··· THE DATA
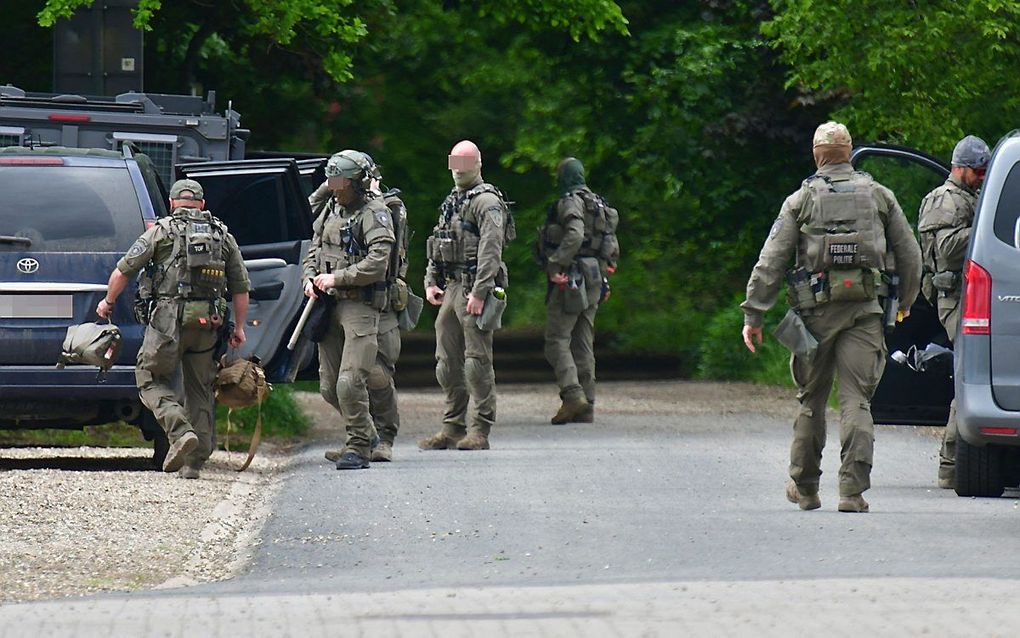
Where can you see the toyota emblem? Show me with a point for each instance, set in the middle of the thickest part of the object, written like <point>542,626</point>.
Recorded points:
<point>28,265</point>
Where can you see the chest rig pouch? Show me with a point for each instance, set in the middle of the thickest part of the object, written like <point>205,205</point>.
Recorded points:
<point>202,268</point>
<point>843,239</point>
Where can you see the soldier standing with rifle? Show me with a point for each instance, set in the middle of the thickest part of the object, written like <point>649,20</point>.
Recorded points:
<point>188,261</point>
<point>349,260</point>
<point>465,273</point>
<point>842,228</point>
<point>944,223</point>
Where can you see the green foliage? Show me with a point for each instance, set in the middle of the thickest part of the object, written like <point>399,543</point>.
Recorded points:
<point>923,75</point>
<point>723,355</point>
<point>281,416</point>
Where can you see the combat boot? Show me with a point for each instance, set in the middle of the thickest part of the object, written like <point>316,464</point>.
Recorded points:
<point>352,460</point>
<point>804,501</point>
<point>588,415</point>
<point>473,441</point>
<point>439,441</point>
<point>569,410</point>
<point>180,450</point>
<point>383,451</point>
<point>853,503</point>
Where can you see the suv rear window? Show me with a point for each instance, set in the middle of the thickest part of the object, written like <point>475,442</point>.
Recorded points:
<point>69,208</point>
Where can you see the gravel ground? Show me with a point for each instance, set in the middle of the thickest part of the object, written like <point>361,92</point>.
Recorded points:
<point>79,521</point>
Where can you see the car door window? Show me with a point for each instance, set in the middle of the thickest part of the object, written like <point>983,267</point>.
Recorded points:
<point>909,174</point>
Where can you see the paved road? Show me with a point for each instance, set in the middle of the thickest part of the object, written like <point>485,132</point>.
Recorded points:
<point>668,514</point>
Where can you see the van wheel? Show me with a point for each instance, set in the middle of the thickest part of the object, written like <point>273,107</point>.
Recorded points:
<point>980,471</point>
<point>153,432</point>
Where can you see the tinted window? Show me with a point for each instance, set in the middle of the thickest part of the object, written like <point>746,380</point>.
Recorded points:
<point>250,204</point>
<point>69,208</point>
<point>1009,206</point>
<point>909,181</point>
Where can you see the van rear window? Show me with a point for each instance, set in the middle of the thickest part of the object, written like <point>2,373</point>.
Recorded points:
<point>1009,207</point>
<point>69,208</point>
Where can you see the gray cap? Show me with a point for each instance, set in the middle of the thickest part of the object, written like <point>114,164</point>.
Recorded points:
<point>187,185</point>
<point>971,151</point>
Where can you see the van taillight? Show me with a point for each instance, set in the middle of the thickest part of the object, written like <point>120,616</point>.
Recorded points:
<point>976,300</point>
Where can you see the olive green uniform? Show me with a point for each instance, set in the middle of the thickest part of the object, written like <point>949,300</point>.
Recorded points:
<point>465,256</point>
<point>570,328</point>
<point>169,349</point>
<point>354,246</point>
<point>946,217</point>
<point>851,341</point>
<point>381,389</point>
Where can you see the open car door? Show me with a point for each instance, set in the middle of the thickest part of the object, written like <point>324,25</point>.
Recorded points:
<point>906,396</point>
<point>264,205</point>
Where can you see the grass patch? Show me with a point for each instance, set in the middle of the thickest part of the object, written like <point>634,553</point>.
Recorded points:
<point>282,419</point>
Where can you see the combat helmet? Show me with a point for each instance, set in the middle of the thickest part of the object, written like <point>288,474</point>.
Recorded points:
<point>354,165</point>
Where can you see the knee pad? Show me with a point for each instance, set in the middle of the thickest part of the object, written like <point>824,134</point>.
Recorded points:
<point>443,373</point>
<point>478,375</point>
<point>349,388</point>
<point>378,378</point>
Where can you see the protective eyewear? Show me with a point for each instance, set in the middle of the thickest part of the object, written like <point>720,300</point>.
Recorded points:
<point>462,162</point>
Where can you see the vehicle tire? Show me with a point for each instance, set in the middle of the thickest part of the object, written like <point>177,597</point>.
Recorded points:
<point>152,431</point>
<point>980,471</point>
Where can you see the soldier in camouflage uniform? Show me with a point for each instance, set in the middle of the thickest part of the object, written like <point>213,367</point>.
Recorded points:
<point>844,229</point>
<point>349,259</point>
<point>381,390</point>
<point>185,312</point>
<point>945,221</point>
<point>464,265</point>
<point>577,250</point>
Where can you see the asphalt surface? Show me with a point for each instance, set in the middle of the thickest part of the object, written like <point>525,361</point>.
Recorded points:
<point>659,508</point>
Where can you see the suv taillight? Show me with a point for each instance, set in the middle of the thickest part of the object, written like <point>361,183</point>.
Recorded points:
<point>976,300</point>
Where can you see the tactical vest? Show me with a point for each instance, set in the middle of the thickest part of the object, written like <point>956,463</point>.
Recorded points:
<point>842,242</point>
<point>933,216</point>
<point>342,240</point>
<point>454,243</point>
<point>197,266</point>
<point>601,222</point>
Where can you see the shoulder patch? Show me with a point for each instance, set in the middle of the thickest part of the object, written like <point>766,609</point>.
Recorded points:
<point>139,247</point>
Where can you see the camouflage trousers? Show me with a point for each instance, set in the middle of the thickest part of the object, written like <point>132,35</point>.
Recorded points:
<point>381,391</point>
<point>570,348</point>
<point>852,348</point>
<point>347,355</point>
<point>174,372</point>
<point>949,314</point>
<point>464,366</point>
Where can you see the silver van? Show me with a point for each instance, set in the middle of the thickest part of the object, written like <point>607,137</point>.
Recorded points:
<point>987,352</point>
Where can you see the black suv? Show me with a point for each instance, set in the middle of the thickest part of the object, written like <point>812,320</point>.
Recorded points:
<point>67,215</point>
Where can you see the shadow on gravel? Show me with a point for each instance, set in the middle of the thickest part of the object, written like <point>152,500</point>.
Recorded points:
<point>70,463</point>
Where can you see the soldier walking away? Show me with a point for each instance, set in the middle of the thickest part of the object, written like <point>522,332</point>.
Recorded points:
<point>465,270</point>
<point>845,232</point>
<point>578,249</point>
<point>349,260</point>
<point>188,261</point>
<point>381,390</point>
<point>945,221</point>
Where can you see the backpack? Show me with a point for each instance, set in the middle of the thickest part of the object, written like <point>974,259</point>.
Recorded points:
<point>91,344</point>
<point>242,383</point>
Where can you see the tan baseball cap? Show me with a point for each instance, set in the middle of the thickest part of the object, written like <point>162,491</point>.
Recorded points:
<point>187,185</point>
······
*TASK STATEMENT*: Please copy all the items above word for word, leaving out the pictures.

*REPLY*:
Where can you see the toyota emblem? Show me with a point for each instance, set in the middle of the thickest part of the object, written like <point>542,626</point>.
Recorded points:
<point>28,265</point>
Where can you see the chest rig pouch? Show me with a point for each instance, set in the middle of the thickest part of the object, written like <point>205,205</point>.
Recorded points:
<point>202,268</point>
<point>843,239</point>
Where can you see the soldier standing with rifle? Show me with a point for each instance, set in the middle of the thickest part of the object, written like <point>649,20</point>.
Recorded points:
<point>188,261</point>
<point>349,260</point>
<point>465,273</point>
<point>842,228</point>
<point>944,223</point>
Where can you see the green foliage? Show me with a point for each instance, set in the middle of the thickest part of the object, written like <point>399,543</point>.
Recorded points:
<point>923,75</point>
<point>723,355</point>
<point>281,416</point>
Where can you see the combat boot? Show me with a point for each instance, set in the middle of the thickest part of the object, written like <point>316,464</point>.
Recorded points:
<point>352,460</point>
<point>804,501</point>
<point>588,415</point>
<point>473,441</point>
<point>439,441</point>
<point>569,410</point>
<point>180,450</point>
<point>383,451</point>
<point>853,503</point>
Where can you see the suv rear window? Show me with a point for each instance, set in the middle of the thickest part of the object, written like <point>475,442</point>.
Recorded points:
<point>69,208</point>
Where can you see the gravel ground? Show me with a point for each instance, set in the middle of the thickest part of the object, written like <point>361,92</point>.
Recorded points:
<point>79,521</point>
Where can you see the car door window? Show me with a point for each instance, set in the middle of the thickest part of the object, written like <point>983,267</point>.
Recorded points:
<point>909,174</point>
Where can you see the paved road? Show me with a point for each instance, set in the middle of the thickest part of the object, written like <point>485,132</point>.
Recorded points:
<point>668,514</point>
Where can you see the van wheel? Show me with a point for each instance, set in the middle of the thickest part of the object, written like <point>273,107</point>.
Recorded points:
<point>980,471</point>
<point>153,432</point>
Where can you see the tinted window? Show me with a point for each instance, set in the middle of the thickest part of the object, written like <point>746,380</point>.
Recorded points:
<point>250,204</point>
<point>69,208</point>
<point>1009,206</point>
<point>909,181</point>
Where can you see the van rear window? Show me with a point for each instance, set in the middle of the thickest part of the object, written like <point>2,373</point>.
Recorded points:
<point>1009,207</point>
<point>69,208</point>
Where can you see the gray cap? Show me with a point for each instance, set in the middle of the thickest part of the object, written like <point>114,164</point>.
Recorded points:
<point>187,185</point>
<point>971,151</point>
Where can you see the van taillight? Show me with a point for each instance, set in the middle of the thickest part of the object, written like <point>120,616</point>.
Recorded points:
<point>976,300</point>
Where can you see the olive green uniform? Show me with a point for each instance, set in the middle of the thickest part of the object, written like <point>949,300</point>.
Recorded points:
<point>465,256</point>
<point>570,328</point>
<point>169,349</point>
<point>354,246</point>
<point>946,217</point>
<point>851,341</point>
<point>381,389</point>
Where can you see the open car door? Show me with a point for each instance, set in the middle of the thickest part of the object, written like <point>324,25</point>.
Recorded points:
<point>906,396</point>
<point>264,205</point>
Where can you see the grass patch? Show me with a point for each instance, set in the middle of the thickest part of the object, written like <point>634,553</point>.
Recorded points:
<point>282,419</point>
Where can you see the combat helmet? Show me with a point for each instance, set in the middle of the thickest part of the object, written like <point>288,474</point>.
Recorded points:
<point>354,165</point>
Where can you see the knee pad? Show me with a point for each instance, set in the middle of the thickest part of the object, written like <point>824,134</point>.
Recorded points:
<point>443,373</point>
<point>478,375</point>
<point>349,388</point>
<point>378,378</point>
Where can you see the protective eyewear? Show me with a point for each instance, set in the middle of the thickest part of the object, written like <point>720,300</point>.
Recorded points:
<point>462,162</point>
Where can you see the vehicle tire? Show me with a point for each instance, set in the middle of the thickest part of the object, written like <point>177,597</point>.
Recorded points:
<point>152,431</point>
<point>980,471</point>
Where can you see the soldier in camouflage uniform? Show me with a point for each instance, set in the middle of the thickest part of the object, written like <point>213,367</point>.
Recorded points:
<point>844,229</point>
<point>349,259</point>
<point>381,390</point>
<point>185,312</point>
<point>945,221</point>
<point>464,265</point>
<point>577,250</point>
Where can you see the asphalt surface? Show me with a point for each instance, set in the middle of the thickest part of the object, written like <point>525,361</point>.
Recorded points:
<point>659,508</point>
Where can you see the suv taillight? Show me with a point for each instance, set in the middle of the thickest part of the object, written like <point>361,183</point>.
Recorded points:
<point>976,300</point>
Where can you see the tactical vest? Show me with a point for each instance, set in the middle of the thickest part of the object, written like <point>956,463</point>.
Recorded points:
<point>842,242</point>
<point>933,216</point>
<point>342,240</point>
<point>454,243</point>
<point>197,266</point>
<point>601,222</point>
Where can you see the shoulder patch? Show me with a point for each instance, set in the middle of the thickest part of the object, written like <point>766,609</point>.
Recorded points:
<point>139,247</point>
Where can you see the camouflage trousers? Show me with a point for each instance, set in the middle of the thickest part of the object, written like <point>132,35</point>.
Recorded points:
<point>381,391</point>
<point>570,348</point>
<point>852,348</point>
<point>347,355</point>
<point>174,372</point>
<point>949,314</point>
<point>464,366</point>
Where can you see the silver van? Show me with a point for each instance, set in the middle of the thickest part of the object, written like <point>607,137</point>.
Recorded points:
<point>987,352</point>
Where can you see the black suv? Show me with a point for each instance, set in the middle of the thickest part of the object, written like <point>812,320</point>.
Recorded points:
<point>67,215</point>
Where can you see the shadow on gravel? Show me with a point for each instance, set in the middle of the thickest part of the object, written like <point>152,500</point>.
Recorded points:
<point>70,463</point>
Where can you see the soldier walking away? Show me with a point for each instance, set in the middle of the thickest part of the object, written like <point>522,332</point>.
Recorded points:
<point>465,270</point>
<point>845,232</point>
<point>578,249</point>
<point>349,260</point>
<point>188,261</point>
<point>381,390</point>
<point>945,221</point>
Where can you see the backpack? Show me with a point for each instance, set in the middle of the thickest part of the object, written like <point>974,259</point>.
Recorded points:
<point>91,344</point>
<point>242,383</point>
Where can you see the tan baseball cap? Show me with a point for each instance, set in the middle of the thickest part of the object, written like <point>162,491</point>.
Recorded points:
<point>187,185</point>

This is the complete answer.